DIRECTIVE:
Arrange every row below as a Markdown table with two columns, "No." for the row number and "Entry" for the text of that row, leaving out any blank lines.

MATERIAL PROVIDED:
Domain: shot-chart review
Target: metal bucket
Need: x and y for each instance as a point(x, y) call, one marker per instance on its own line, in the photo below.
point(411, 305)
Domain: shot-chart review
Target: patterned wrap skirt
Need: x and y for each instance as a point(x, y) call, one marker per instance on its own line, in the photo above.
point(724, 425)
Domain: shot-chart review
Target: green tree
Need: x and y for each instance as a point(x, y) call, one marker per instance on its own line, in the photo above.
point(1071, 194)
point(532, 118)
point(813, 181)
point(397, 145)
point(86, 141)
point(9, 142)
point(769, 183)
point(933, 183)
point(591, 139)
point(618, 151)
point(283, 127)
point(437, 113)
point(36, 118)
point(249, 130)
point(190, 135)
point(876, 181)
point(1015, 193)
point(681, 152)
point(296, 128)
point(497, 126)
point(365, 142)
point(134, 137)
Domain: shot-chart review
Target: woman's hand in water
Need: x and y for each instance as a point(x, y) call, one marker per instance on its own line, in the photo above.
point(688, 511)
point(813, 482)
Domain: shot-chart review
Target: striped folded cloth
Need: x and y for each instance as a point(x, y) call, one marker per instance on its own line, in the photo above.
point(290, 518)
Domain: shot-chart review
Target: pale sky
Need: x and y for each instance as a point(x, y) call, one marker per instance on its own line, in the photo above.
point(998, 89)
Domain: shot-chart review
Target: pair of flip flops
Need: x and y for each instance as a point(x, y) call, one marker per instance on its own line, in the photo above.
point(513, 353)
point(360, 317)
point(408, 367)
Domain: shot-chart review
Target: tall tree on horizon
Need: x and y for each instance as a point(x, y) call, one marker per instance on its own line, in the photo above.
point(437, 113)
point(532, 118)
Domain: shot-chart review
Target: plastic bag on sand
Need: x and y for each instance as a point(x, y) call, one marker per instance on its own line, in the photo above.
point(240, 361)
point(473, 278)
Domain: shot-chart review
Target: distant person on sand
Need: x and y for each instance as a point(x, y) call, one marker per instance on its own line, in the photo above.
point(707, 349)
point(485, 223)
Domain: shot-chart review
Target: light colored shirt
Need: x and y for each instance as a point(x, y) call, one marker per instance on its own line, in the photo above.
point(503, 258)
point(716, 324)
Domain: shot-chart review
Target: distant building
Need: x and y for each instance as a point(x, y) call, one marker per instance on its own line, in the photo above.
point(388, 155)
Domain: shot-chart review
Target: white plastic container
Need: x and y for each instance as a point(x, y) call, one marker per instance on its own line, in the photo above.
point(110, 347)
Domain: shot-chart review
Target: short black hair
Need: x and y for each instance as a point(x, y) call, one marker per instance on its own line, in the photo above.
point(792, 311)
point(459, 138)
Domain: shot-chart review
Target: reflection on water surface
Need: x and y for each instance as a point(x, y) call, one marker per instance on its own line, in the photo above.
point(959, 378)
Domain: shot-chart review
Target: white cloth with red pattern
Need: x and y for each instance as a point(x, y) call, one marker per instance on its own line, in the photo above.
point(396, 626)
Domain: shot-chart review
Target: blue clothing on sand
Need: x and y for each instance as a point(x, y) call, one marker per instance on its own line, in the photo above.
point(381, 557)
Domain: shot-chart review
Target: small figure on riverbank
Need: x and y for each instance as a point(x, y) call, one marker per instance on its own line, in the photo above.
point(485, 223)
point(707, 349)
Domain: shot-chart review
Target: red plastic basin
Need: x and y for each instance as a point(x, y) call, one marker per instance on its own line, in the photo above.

SOLUTION:
| No. | Entry |
|---|---|
| 1 | Domain: shot-chart review |
| 2 | Target: metal bucket |
| 3 | Need: x and y for each instance as a point(x, y) call, one marker per instance on its own line, in the photo below. |
| 4 | point(411, 305) |
| 5 | Domain: shot-chart review |
| 6 | Target: patterned wrap skirt |
| 7 | Need: x and y for each instance as a point(x, y) call, one marker per instance on its own line, in the photo above. |
| 8 | point(724, 425) |
| 9 | Domain: shot-chart review |
| 10 | Target: green tree |
| 11 | Need: x and y for each instance as a point(x, y) call, one marker per instance on its own line, in the photo above. |
| 12 | point(1071, 194) |
| 13 | point(532, 118) |
| 14 | point(813, 181) |
| 15 | point(397, 145) |
| 16 | point(86, 141) |
| 17 | point(9, 142) |
| 18 | point(769, 183) |
| 19 | point(933, 183) |
| 20 | point(591, 139) |
| 21 | point(618, 151) |
| 22 | point(283, 127) |
| 23 | point(437, 113) |
| 24 | point(36, 118) |
| 25 | point(249, 130) |
| 26 | point(190, 135) |
| 27 | point(876, 181) |
| 28 | point(1015, 193) |
| 29 | point(681, 152) |
| 30 | point(296, 128) |
| 31 | point(497, 126) |
| 32 | point(365, 142) |
| 33 | point(134, 137) |
| 34 | Domain: shot-chart review |
| 35 | Target: woman's hand in water |
| 36 | Need: x and y for each instance as a point(x, y) call, one marker per instance on its own line, in the photo above. |
| 37 | point(688, 511) |
| 38 | point(813, 482) |
| 39 | Domain: shot-chart review |
| 40 | Target: striped folded cloth |
| 41 | Need: x and y for each instance as a point(x, y) call, one marker per instance on its own line, in the photo above. |
| 42 | point(290, 518) |
| 43 | Domain: shot-chart review |
| 44 | Target: pale sky |
| 45 | Need: x and y for each instance as a point(x, y) call, one marker per instance on its own line, in the photo above. |
| 46 | point(998, 89) |
| 47 | Domain: shot-chart review |
| 48 | Target: pair of flip flops |
| 49 | Need: x and y for each instance as a point(x, y) call, one marker per instance on its own line, in the photo above. |
| 50 | point(513, 353) |
| 51 | point(360, 317) |
| 52 | point(408, 367) |
| 53 | Domain: shot-chart review |
| 54 | Target: tall tree on horizon |
| 55 | Need: x and y for each instance as a point(x, y) call, one marker per instance on its own line, in the photo above. |
| 56 | point(437, 113) |
| 57 | point(532, 118) |
| 58 | Domain: shot-chart review |
| 59 | Target: plastic bag on sand |
| 60 | Need: x and y for each instance as a point(x, y) call, one marker per instance on its own line, in the photo above. |
| 61 | point(240, 361) |
| 62 | point(473, 278) |
| 63 | Domain: shot-chart review |
| 64 | Target: distant person on sand |
| 65 | Need: x and y for each instance as a point(x, y) call, one marker per instance on its own line, in the photo above. |
| 66 | point(707, 349) |
| 67 | point(485, 223) |
| 68 | Domain: shot-chart review |
| 69 | Target: light colored shirt |
| 70 | Need: x and y for each instance as a point(x, y) call, one marker per instance on its own line, in the photo above. |
| 71 | point(503, 258) |
| 72 | point(716, 324) |
| 73 | Domain: shot-chart review |
| 74 | Target: distant building |
| 75 | Need: x and y for each instance as a point(x, y) call, one marker per instance on its own line, in the photo above. |
| 76 | point(388, 155) |
| 77 | Domain: shot-chart review |
| 78 | Target: white plastic container |
| 79 | Need: x and y for each instance as a point(x, y) call, one marker per instance on its own line, in the photo above. |
| 80 | point(110, 347) |
| 81 | Domain: shot-chart review |
| 82 | Target: short black hair |
| 83 | Need: x and y for each instance as a point(x, y) call, one marker per instance on its own line, in the photo above. |
| 84 | point(792, 311) |
| 85 | point(459, 138) |
| 86 | Domain: shot-chart review |
| 87 | Target: reflection on water surface |
| 88 | Need: x and y for each instance as a point(x, y) call, one marker per instance on its own line, in the photo above. |
| 89 | point(959, 378) |
| 90 | Domain: shot-chart review |
| 91 | Target: white cloth with red pattern |
| 92 | Need: x and y for each instance as a point(x, y) call, one marker per instance on its own line, in the photo above. |
| 93 | point(396, 626) |
| 94 | Domain: shot-chart review |
| 95 | Target: blue clothing on sand |
| 96 | Need: x and y for each instance as a point(x, y) call, one marker per instance on its own line, in the photo above. |
| 97 | point(381, 557) |
| 98 | Domain: shot-chart review |
| 99 | Target: small figure on riverbank |
| 100 | Need: x and y for each instance as a point(x, y) call, one marker per instance on its own line, in the photo above. |
| 101 | point(485, 223) |
| 102 | point(707, 349) |
| 103 | Domain: shot-chart review |
| 104 | Target: red plastic basin |
| 105 | Need: x and y for each instance as a point(x, y) call, one marker per instance on its own line, in the photo above. |